#### WHAT NEEDS TO BE DONE:
The required output is the lines from the one with "box: [1, 331, 5, 402]" through the end of the data, repeated verbatim, with no pictures included.

=======

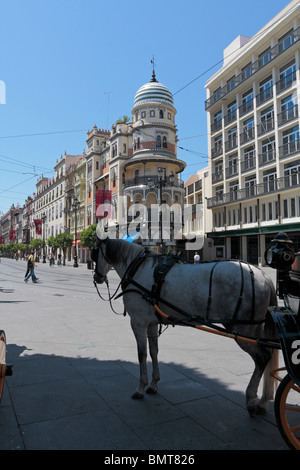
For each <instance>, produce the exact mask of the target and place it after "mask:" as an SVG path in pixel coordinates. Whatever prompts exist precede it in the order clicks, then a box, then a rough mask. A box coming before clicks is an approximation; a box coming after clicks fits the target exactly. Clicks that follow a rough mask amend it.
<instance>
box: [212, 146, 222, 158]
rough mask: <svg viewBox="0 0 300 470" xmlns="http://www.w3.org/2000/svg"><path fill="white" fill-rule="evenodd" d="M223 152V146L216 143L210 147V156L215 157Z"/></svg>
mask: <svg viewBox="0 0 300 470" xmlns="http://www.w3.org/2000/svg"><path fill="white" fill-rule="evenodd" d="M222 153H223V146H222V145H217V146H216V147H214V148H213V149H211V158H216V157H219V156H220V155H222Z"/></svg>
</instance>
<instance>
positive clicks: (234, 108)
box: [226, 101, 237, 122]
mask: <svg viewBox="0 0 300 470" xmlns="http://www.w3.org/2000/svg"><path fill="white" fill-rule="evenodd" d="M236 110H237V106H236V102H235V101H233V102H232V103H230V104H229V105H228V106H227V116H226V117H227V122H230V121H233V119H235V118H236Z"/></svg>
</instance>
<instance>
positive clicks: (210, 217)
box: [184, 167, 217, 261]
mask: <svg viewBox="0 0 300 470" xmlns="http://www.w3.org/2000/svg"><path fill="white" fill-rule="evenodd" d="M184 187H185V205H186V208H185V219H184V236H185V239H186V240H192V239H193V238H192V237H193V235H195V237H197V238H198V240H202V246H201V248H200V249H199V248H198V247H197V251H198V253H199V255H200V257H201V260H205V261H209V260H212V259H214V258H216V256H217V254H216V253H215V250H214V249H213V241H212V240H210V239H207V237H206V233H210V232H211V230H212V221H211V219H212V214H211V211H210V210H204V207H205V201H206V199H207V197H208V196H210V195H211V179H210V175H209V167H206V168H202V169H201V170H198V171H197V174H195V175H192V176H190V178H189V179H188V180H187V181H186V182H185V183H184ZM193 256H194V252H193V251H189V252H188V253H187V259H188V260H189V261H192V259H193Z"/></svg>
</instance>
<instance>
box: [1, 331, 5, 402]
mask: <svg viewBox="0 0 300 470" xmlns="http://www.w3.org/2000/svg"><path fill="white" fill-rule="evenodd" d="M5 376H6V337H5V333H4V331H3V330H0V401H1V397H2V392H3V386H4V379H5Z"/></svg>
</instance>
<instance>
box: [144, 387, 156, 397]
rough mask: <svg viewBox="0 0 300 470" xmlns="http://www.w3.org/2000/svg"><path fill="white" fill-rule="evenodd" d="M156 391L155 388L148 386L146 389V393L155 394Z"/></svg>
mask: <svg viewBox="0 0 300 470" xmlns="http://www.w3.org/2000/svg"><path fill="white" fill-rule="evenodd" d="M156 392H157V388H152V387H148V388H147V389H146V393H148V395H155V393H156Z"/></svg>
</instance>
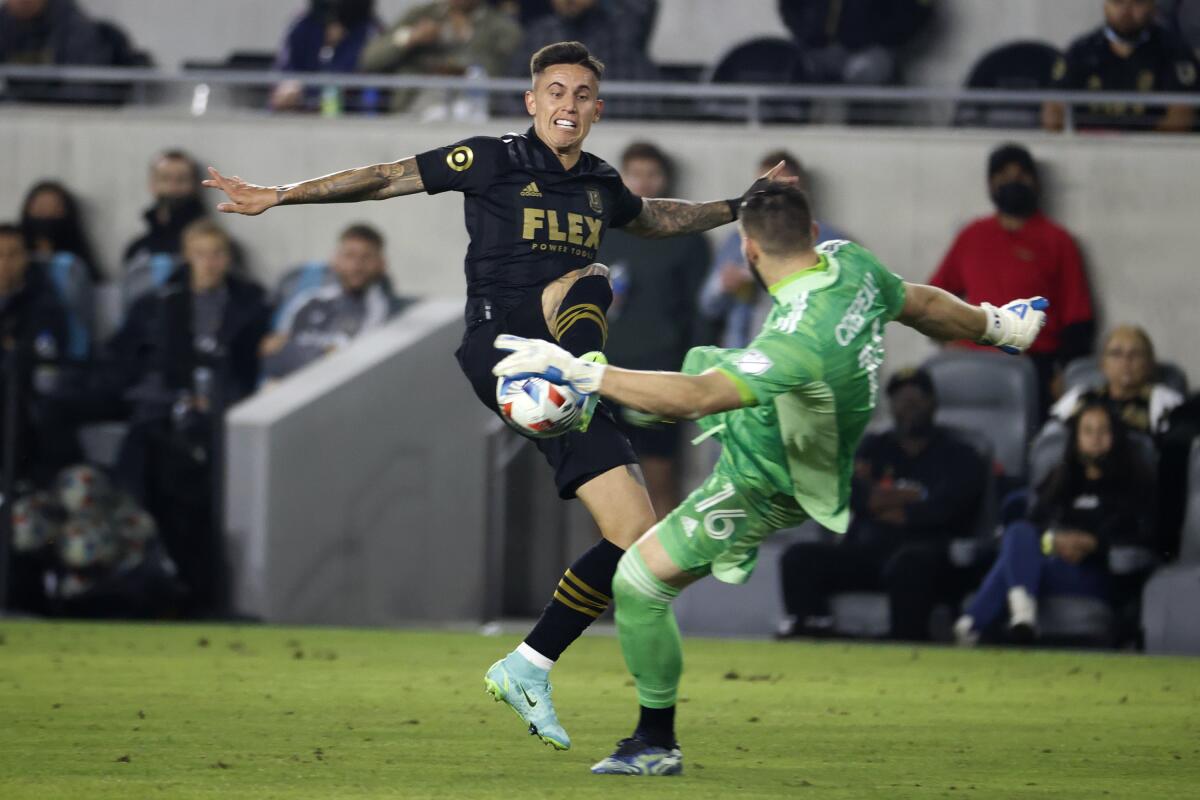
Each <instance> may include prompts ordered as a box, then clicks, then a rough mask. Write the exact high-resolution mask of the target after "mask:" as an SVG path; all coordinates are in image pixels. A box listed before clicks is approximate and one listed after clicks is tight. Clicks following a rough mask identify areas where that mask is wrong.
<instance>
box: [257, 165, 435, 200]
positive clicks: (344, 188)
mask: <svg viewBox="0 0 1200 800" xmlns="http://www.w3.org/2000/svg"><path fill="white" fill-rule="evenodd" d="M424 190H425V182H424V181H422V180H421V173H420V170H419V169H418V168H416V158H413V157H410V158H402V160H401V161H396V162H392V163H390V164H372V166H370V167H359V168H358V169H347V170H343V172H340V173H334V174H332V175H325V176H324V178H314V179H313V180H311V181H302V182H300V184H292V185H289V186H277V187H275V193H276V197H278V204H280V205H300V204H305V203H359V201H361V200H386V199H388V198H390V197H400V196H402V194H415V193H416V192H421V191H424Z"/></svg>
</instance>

=======

#### SOLUTION TO THE EXERCISE:
box: [1, 331, 5, 402]
mask: <svg viewBox="0 0 300 470" xmlns="http://www.w3.org/2000/svg"><path fill="white" fill-rule="evenodd" d="M5 376H6V337H5V333H4V331H3V330H0V401H1V397H2V392H3V386H4V379H5Z"/></svg>
</instance>
<instance>
box: [144, 387, 156, 397]
rough mask: <svg viewBox="0 0 300 470" xmlns="http://www.w3.org/2000/svg"><path fill="white" fill-rule="evenodd" d="M156 391L155 388L148 386L146 389V393L155 394Z"/></svg>
mask: <svg viewBox="0 0 300 470" xmlns="http://www.w3.org/2000/svg"><path fill="white" fill-rule="evenodd" d="M156 392H157V388H152V387H148V388H147V389H146V393H148V395H155V393H156Z"/></svg>
</instance>
Each <instance> may include prompts ordered as a box, then clicks, then a rough mask. Write the exact high-resolution mask of the target after "mask:" as an SVG path; all coordinates are in image pixels. A box listed before clicks is approximate and one listed after clicks is tight. Clicks following a rough mask identify areas where that mask is wrong.
<instance>
box: [257, 165, 435, 200]
positive clicks: (344, 188)
mask: <svg viewBox="0 0 1200 800" xmlns="http://www.w3.org/2000/svg"><path fill="white" fill-rule="evenodd" d="M424 190H425V182H424V181H422V180H421V173H420V170H419V169H418V168H416V158H413V157H410V158H402V160H401V161H396V162H392V163H390V164H372V166H370V167H359V168H358V169H347V170H343V172H340V173H334V174H332V175H325V176H324V178H314V179H313V180H311V181H302V182H300V184H292V185H289V186H277V187H275V193H276V197H278V204H280V205H300V204H305V203H359V201H361V200H386V199H388V198H390V197H400V196H402V194H415V193H416V192H421V191H424Z"/></svg>
</instance>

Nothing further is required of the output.